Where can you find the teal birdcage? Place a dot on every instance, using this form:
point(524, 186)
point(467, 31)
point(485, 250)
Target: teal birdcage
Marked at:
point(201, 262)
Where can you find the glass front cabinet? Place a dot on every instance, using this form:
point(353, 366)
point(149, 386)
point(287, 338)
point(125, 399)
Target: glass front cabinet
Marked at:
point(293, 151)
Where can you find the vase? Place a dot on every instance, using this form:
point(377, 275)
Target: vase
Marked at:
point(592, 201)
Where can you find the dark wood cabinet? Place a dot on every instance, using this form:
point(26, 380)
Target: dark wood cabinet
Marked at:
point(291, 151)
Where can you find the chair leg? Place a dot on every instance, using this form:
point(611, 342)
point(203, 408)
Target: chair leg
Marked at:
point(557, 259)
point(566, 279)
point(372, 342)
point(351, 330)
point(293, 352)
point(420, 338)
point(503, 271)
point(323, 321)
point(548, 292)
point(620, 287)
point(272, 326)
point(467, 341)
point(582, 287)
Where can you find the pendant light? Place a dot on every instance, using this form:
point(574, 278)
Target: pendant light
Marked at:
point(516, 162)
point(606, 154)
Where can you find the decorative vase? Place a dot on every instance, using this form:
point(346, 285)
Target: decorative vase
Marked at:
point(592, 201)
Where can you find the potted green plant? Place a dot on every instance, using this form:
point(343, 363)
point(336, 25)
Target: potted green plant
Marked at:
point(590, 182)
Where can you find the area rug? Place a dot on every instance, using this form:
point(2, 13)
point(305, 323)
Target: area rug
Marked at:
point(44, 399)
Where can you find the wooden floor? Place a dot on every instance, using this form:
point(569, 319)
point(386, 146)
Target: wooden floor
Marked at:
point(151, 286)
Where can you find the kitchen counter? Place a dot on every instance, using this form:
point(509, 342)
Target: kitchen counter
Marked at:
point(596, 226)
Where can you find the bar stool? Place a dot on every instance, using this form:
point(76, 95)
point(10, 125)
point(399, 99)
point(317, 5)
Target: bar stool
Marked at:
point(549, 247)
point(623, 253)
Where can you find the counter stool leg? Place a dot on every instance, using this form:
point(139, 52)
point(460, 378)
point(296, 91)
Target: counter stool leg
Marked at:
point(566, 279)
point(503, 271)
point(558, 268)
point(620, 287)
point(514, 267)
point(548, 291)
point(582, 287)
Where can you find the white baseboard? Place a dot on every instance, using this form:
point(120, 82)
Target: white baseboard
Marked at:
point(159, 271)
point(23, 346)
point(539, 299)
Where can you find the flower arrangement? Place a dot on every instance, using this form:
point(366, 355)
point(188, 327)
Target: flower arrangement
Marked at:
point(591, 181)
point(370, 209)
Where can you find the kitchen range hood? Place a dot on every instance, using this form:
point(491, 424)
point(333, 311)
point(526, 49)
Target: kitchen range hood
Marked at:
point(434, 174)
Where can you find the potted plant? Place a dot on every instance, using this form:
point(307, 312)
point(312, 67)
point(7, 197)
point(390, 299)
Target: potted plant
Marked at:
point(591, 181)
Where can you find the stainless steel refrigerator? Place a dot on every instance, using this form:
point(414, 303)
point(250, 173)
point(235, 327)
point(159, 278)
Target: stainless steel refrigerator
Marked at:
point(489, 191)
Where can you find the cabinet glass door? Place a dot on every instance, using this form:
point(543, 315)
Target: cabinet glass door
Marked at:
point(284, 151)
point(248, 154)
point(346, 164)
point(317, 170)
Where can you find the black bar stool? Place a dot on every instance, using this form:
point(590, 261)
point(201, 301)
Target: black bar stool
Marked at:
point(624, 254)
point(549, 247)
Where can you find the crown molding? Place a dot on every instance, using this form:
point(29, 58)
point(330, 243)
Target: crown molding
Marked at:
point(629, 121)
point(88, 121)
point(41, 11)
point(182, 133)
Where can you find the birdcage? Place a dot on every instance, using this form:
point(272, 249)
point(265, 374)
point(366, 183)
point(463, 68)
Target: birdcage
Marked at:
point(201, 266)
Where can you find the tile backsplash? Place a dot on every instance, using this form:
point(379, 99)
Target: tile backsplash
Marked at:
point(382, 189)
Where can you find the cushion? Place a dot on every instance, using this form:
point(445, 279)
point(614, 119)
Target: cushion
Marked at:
==================================================
Only the lines from the one containing "Where can you find the birdcage?" through the end of the entries above belong in the answer; repeat them exactly.

* [Answer]:
Where can you find the birdcage? Place a dot on every instance, using this form:
point(272, 249)
point(265, 374)
point(366, 183)
point(463, 68)
Target: birdcage
Marked at:
point(201, 266)
Where can you find the tile backsplash? Place a dot on every instance, using this form:
point(379, 99)
Target: tile backsplash
Marked at:
point(382, 189)
Where can you find the cushion? Place a dot on every instance, using this form:
point(445, 279)
point(614, 119)
Target: cushion
Marked at:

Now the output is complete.